◆ Exercise:
Copy the material below, substituting "cow" for every occurrence of "cattle" and leaving everything else unchanged.

◆ Records to use:
* * * * * * * * *

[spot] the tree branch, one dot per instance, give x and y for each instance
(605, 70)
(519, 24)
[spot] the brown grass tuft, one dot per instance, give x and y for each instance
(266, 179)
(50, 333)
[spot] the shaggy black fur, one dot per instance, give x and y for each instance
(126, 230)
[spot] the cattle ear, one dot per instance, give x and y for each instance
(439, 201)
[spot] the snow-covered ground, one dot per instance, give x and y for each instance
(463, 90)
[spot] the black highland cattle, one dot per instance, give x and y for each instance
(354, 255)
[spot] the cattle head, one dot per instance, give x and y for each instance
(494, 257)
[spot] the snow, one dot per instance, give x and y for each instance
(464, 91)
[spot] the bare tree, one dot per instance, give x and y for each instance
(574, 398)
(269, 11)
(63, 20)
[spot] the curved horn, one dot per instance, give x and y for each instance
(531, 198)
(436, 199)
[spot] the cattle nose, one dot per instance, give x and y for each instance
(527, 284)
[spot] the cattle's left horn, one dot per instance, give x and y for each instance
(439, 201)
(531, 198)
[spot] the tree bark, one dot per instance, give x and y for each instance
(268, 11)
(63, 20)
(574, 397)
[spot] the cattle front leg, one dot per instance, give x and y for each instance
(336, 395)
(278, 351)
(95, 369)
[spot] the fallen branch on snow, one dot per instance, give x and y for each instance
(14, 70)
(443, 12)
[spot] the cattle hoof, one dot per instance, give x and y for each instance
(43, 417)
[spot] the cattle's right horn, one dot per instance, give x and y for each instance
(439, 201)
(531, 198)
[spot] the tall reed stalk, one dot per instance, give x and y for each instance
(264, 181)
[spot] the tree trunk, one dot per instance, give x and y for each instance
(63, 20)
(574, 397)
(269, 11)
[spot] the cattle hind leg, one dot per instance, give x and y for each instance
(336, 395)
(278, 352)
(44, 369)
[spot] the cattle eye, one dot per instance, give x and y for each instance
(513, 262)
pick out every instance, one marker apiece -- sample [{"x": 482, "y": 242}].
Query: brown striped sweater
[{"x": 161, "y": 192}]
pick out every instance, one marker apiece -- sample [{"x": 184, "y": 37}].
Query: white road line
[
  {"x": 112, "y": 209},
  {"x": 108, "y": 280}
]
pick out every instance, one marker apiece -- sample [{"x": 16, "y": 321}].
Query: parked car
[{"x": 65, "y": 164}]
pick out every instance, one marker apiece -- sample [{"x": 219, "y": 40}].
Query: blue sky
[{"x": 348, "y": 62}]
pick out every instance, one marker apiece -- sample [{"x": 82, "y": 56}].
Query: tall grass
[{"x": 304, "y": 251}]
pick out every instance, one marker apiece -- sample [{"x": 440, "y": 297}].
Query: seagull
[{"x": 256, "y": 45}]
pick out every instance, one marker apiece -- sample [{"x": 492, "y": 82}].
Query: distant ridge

* * * * * * * * *

◆ Response below:
[spot] the tree branch, one dot per instance, give x and y for each instance
(605, 70)
(519, 24)
[spot] the brown grass tuft, one dot per instance, give x and y for each instance
(266, 179)
(50, 333)
[spot] the shaggy black fur, one dot per instance, give x and y for each instance
(126, 230)
[spot] the cow ear, one dot per instance, give x and y for each instance
(439, 201)
[spot] the snow-covered ground, one dot per instance, give x and y for each instance
(463, 90)
[spot] the black highland cow, one dot per instance, give x and y for each instance
(354, 255)
[spot] the cow head, one dot per instance, give x and y for each instance
(494, 257)
[spot] the snow, one dot per instance, give x and y for each instance
(464, 91)
[spot] the bare tree, one dot per instance, give x and y for each instance
(574, 398)
(269, 11)
(63, 20)
[spot] the curved horn, one dot per instance, give x and y for each instance
(531, 198)
(436, 199)
[spot] the cow nose, one dot per instance, give x and y for each instance
(527, 284)
[spot] the cow's left horn, one dot per instance, give x and y for each instance
(439, 201)
(531, 198)
[spot] the tree bark, one dot per instance, give x and y for each instance
(268, 11)
(63, 20)
(574, 397)
[spot] the cow front leg, one dot per instance, give x and y for each instance
(336, 395)
(278, 351)
(95, 369)
[spot] the fallen branch on snow, one dot per instance, give x and y for each instance
(14, 70)
(443, 12)
[spot] the cow hoof, one dot per instance, give x and y for each instance
(43, 417)
[spot] the cow's right horn, one dot per instance, give x and y for each instance
(439, 201)
(531, 198)
[spot] the tall reed stalk, one dot per instance, give x and y for each instance
(264, 181)
[spot] the tree trunk, one dot per instance, give x and y for each instance
(63, 20)
(574, 397)
(269, 11)
[spot] the cow hind leg, one dot per instance, give x and y for each instance
(336, 395)
(278, 352)
(44, 369)
[spot] the cow eye, one dot per instance, give x and y for each instance
(513, 262)
pick out every instance, one marker apiece -- sample [{"x": 482, "y": 242}].
Query: brown striped sweater
[{"x": 161, "y": 192}]
pick out every instance, one marker apiece -- sample [{"x": 184, "y": 37}].
Query: white road line
[
  {"x": 112, "y": 209},
  {"x": 108, "y": 280}
]
pick out every instance, one marker apiece -- sample [{"x": 16, "y": 321}].
Query: parked car
[{"x": 65, "y": 164}]
pick out every instance, one marker apiece -- sample [{"x": 219, "y": 40}].
Query: blue sky
[{"x": 348, "y": 62}]
pick out every instance, one marker apiece -- sample [{"x": 82, "y": 56}].
Query: tall grass
[{"x": 304, "y": 251}]
pick out every instance, one marker apiece -- sample [{"x": 440, "y": 297}].
Query: seagull
[{"x": 256, "y": 45}]
pick out every instance, one marker apiece -- sample [{"x": 492, "y": 82}].
Query: distant ridge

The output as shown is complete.